● Task details:
Your answer must hold only the lines below from the line containing "grass path is" through the line containing "tall tree is", each reproduced exactly.

● Records drawn from a dataset:

-----

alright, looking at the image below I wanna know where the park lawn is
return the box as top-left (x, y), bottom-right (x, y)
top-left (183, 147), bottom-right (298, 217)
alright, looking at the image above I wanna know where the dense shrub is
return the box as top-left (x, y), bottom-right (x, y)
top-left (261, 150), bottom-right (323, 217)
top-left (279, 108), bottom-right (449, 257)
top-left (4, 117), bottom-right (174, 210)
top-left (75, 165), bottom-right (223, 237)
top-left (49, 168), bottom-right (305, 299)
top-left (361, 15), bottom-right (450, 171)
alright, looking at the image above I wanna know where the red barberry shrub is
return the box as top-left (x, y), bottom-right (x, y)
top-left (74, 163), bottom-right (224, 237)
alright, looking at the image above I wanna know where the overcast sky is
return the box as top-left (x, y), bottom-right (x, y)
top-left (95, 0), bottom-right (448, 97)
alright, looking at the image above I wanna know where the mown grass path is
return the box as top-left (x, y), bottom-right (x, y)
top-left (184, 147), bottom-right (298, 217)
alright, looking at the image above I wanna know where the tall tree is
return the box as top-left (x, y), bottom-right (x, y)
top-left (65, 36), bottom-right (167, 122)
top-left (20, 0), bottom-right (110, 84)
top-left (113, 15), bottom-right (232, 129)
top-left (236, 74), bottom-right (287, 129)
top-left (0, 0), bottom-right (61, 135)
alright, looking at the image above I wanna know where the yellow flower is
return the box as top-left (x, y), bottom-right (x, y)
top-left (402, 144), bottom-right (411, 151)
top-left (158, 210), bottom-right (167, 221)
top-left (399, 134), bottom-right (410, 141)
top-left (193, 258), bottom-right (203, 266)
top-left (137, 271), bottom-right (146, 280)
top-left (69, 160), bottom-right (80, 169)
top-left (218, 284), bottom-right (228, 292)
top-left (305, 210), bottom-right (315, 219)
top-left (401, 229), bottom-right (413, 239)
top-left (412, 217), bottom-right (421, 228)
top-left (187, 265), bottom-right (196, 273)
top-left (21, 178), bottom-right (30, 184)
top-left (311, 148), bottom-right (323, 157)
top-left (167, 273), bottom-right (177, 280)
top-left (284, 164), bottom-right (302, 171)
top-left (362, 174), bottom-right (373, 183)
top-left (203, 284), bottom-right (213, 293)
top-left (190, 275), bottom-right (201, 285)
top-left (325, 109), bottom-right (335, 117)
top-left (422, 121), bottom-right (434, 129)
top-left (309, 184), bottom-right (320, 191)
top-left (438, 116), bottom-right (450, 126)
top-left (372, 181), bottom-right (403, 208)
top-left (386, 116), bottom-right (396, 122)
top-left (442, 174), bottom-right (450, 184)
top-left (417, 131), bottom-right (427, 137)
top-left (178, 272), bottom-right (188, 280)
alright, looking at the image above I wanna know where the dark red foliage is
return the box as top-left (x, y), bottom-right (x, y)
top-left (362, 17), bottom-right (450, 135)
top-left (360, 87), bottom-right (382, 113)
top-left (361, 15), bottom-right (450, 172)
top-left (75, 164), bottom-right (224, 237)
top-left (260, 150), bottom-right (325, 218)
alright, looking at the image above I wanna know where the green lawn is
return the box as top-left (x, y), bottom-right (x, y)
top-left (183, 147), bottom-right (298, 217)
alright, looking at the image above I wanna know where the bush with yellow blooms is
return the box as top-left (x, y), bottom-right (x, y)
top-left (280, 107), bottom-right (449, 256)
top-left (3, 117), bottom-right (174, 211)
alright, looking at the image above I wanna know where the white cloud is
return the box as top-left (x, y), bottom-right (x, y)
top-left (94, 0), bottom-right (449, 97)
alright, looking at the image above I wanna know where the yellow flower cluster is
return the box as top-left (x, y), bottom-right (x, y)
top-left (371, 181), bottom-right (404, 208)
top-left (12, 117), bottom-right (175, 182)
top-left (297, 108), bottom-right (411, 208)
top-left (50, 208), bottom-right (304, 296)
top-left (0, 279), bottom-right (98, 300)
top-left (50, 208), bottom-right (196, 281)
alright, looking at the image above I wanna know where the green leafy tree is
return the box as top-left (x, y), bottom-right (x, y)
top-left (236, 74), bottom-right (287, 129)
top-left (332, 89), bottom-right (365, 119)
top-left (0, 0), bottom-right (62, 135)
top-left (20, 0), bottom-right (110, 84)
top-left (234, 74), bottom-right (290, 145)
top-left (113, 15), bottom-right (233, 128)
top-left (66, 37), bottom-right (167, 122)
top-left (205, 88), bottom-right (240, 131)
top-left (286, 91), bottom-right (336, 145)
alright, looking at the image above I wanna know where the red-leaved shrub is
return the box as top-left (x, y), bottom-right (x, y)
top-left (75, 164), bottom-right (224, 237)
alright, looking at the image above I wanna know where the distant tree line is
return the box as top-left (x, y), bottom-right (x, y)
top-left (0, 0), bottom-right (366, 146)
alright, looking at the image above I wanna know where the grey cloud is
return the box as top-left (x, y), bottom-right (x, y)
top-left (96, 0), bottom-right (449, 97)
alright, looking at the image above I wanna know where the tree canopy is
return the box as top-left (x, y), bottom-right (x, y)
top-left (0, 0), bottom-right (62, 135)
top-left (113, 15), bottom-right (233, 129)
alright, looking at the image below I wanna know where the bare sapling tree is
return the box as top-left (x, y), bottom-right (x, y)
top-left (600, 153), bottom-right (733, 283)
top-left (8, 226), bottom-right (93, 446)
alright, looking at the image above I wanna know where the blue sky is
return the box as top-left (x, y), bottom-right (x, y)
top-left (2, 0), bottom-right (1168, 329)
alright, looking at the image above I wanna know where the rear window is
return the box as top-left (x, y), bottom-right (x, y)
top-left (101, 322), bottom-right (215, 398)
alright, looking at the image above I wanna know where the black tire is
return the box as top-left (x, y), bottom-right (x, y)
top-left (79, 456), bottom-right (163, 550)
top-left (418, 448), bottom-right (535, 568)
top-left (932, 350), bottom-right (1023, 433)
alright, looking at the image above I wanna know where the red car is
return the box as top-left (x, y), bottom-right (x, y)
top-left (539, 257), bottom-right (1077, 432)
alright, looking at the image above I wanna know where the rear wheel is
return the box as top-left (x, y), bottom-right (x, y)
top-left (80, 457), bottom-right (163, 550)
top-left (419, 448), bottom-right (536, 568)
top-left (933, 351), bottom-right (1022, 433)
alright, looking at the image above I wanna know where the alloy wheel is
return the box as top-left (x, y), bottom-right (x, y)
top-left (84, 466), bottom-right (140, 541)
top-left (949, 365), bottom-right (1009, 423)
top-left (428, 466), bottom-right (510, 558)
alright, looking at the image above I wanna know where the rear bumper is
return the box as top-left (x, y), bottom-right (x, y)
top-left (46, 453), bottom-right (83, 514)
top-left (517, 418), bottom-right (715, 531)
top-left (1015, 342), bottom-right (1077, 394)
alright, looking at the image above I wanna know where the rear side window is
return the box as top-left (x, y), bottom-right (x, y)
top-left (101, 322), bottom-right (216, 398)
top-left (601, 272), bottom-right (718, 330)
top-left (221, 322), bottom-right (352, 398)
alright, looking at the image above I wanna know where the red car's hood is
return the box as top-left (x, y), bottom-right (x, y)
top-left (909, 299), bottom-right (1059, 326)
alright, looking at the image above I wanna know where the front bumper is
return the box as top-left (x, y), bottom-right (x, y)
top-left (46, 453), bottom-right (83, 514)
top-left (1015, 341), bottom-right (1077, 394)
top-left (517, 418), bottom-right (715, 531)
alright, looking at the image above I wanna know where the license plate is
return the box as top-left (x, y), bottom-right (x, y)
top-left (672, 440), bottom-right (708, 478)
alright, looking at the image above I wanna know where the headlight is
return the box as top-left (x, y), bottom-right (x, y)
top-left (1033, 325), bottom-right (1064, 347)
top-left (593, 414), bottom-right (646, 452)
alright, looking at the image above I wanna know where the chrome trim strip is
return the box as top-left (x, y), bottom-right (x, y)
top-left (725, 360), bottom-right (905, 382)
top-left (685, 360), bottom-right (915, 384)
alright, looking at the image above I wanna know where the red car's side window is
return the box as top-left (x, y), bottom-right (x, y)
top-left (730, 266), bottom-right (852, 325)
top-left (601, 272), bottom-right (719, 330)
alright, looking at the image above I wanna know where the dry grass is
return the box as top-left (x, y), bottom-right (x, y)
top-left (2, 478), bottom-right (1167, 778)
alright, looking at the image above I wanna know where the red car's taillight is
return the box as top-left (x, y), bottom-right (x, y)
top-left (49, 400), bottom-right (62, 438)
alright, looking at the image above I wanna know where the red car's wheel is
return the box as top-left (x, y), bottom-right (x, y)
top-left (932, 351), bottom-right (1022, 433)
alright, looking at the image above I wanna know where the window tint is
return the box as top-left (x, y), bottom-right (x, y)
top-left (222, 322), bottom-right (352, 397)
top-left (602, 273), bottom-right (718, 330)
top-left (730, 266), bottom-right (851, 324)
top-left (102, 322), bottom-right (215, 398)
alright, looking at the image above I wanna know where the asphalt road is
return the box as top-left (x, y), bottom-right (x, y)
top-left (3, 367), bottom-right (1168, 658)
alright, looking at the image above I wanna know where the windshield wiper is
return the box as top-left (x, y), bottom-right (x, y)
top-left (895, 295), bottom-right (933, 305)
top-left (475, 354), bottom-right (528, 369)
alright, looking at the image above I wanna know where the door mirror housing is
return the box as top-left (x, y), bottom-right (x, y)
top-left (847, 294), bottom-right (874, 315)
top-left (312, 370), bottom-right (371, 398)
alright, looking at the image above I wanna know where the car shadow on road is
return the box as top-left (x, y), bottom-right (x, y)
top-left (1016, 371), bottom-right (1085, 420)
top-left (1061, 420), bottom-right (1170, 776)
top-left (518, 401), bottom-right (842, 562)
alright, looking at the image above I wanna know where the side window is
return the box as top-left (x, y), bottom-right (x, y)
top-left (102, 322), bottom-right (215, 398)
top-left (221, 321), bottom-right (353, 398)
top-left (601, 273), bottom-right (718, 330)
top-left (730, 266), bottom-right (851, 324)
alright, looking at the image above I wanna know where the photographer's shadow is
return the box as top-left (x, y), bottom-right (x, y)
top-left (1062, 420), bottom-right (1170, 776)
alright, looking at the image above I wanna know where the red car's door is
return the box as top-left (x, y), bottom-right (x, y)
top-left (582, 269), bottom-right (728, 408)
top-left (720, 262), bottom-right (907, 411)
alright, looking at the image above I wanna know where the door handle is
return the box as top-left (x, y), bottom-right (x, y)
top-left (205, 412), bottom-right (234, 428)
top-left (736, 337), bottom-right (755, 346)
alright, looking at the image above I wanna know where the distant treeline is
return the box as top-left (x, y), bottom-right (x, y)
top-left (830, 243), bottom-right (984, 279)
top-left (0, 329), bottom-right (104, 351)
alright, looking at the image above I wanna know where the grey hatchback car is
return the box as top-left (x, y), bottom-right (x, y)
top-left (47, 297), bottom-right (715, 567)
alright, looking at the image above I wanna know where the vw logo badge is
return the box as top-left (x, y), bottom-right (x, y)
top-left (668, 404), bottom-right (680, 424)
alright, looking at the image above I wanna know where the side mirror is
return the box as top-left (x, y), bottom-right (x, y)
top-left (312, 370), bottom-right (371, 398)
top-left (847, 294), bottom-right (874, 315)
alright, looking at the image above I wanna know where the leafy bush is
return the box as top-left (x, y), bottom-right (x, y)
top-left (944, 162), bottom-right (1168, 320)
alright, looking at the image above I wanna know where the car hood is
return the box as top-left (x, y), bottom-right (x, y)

-----

● Expected answer:
alright, looking at the image above I wanna know where the mown grass path is
return the box as top-left (x, y), bottom-right (x, y)
top-left (184, 147), bottom-right (298, 217)
alright, looking at the image above I wanna know where the tall tree is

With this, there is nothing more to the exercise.